◆ STATED PROBLEM ◆
Duplicate the items from the line holding "shirt sleeve?" through the end of the items, both ends included.

◆ RECORDS FOR THE TASK ◆
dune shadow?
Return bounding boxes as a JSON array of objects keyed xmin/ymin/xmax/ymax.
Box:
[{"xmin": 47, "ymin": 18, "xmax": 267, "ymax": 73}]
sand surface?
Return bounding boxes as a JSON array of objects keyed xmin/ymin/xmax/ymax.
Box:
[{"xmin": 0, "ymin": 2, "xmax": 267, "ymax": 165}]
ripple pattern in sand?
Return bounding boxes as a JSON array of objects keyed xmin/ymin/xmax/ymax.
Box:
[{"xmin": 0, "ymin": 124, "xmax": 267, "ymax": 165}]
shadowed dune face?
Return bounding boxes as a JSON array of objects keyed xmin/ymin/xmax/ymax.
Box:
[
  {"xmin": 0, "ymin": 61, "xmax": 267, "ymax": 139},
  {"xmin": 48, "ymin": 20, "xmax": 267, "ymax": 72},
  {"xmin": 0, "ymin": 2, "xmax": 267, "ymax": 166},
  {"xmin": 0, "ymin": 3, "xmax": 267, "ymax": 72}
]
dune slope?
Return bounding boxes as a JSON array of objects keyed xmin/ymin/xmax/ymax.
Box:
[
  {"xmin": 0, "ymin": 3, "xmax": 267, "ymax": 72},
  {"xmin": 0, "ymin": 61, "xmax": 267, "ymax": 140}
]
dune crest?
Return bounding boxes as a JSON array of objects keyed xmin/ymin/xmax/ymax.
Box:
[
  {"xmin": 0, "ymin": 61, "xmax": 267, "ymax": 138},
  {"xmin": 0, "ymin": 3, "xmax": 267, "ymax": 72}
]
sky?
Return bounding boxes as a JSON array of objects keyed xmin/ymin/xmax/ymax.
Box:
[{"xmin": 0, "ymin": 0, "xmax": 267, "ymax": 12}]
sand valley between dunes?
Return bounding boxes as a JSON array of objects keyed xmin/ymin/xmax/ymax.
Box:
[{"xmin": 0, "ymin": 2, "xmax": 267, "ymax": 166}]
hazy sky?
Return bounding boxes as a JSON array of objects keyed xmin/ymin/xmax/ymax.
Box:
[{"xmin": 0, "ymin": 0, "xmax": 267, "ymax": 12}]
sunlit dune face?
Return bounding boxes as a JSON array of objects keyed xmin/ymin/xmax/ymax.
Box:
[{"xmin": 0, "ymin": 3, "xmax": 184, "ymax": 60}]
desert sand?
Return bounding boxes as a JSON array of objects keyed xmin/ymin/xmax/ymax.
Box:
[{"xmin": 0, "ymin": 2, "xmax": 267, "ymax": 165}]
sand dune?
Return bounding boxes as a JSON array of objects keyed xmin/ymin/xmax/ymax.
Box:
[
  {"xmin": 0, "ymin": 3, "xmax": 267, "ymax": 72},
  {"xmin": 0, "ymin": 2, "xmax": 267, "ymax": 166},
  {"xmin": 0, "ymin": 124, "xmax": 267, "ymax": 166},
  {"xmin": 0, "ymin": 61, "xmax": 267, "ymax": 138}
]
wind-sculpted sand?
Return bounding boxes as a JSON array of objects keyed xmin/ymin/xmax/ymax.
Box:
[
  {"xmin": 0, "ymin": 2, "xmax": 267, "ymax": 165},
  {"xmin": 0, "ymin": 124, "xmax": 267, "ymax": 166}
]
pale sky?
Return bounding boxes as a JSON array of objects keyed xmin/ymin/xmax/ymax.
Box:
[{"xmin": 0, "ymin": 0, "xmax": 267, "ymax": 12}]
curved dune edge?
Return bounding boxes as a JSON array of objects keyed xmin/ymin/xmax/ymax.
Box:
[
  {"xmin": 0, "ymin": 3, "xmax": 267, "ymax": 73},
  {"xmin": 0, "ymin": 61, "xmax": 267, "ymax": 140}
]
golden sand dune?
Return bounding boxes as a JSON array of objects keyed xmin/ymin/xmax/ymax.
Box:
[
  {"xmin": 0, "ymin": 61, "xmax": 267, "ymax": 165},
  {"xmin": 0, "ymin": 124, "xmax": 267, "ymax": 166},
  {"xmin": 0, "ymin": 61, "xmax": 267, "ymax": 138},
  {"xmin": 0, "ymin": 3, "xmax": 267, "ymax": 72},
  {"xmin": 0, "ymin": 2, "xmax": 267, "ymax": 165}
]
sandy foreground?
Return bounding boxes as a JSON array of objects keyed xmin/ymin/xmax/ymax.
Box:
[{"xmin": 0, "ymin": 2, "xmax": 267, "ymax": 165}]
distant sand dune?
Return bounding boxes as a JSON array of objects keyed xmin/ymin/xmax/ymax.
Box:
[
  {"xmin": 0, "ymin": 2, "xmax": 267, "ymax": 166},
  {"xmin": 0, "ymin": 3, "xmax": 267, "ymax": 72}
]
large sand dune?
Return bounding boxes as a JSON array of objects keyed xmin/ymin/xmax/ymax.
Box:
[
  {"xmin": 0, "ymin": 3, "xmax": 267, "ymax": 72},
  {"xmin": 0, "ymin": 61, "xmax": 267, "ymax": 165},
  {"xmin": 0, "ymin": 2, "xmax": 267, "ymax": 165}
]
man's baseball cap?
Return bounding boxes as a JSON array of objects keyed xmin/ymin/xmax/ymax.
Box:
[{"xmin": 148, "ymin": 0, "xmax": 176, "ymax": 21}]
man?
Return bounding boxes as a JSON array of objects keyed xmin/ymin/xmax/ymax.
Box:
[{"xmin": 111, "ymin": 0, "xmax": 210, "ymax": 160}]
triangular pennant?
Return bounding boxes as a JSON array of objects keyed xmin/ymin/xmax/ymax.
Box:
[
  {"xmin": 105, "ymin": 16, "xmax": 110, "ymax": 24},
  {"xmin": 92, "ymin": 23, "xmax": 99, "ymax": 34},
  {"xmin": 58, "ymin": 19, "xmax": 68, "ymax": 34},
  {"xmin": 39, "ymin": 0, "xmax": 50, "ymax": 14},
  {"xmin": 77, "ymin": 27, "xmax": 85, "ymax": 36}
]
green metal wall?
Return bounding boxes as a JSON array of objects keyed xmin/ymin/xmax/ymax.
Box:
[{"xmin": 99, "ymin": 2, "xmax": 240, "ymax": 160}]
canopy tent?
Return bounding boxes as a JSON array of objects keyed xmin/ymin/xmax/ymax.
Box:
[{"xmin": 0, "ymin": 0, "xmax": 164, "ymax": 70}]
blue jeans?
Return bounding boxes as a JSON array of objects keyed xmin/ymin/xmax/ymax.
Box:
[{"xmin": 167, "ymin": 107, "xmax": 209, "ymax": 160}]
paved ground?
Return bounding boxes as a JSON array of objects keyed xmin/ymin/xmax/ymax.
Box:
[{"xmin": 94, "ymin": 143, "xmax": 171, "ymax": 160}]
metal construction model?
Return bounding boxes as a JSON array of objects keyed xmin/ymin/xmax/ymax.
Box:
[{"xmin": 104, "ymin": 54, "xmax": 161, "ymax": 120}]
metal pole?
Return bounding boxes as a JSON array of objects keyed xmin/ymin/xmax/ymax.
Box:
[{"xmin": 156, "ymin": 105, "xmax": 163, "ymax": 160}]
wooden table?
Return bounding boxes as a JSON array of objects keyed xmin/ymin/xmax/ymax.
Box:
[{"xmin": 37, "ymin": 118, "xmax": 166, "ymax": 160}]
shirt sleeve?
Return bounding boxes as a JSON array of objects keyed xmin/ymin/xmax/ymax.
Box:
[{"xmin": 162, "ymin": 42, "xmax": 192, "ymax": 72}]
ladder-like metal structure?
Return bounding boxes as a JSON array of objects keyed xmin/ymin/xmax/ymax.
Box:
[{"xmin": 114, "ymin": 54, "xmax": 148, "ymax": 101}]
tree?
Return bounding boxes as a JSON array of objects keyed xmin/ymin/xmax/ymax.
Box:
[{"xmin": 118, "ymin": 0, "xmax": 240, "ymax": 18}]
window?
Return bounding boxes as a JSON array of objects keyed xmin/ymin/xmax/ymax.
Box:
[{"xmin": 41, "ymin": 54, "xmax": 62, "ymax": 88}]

◆ TASK RESULT ◆
shirt sleeve?
Return bounding boxes as a JSON array of objects keyed xmin/ymin/xmax/ymax.
Box:
[{"xmin": 162, "ymin": 42, "xmax": 192, "ymax": 72}]
ladder-like metal structure?
Return bounding boxes as a JSON array of objects keyed xmin/ymin/xmax/ymax.
Box:
[{"xmin": 114, "ymin": 54, "xmax": 148, "ymax": 101}]
tree?
Return bounding boxes as a JSON array of objects keyed xmin/ymin/xmax/ymax.
Box:
[{"xmin": 118, "ymin": 0, "xmax": 240, "ymax": 18}]
window?
Return bounding boxes as a JSON array of objects keyed xmin/ymin/xmax/ymax.
Box:
[{"xmin": 41, "ymin": 54, "xmax": 62, "ymax": 88}]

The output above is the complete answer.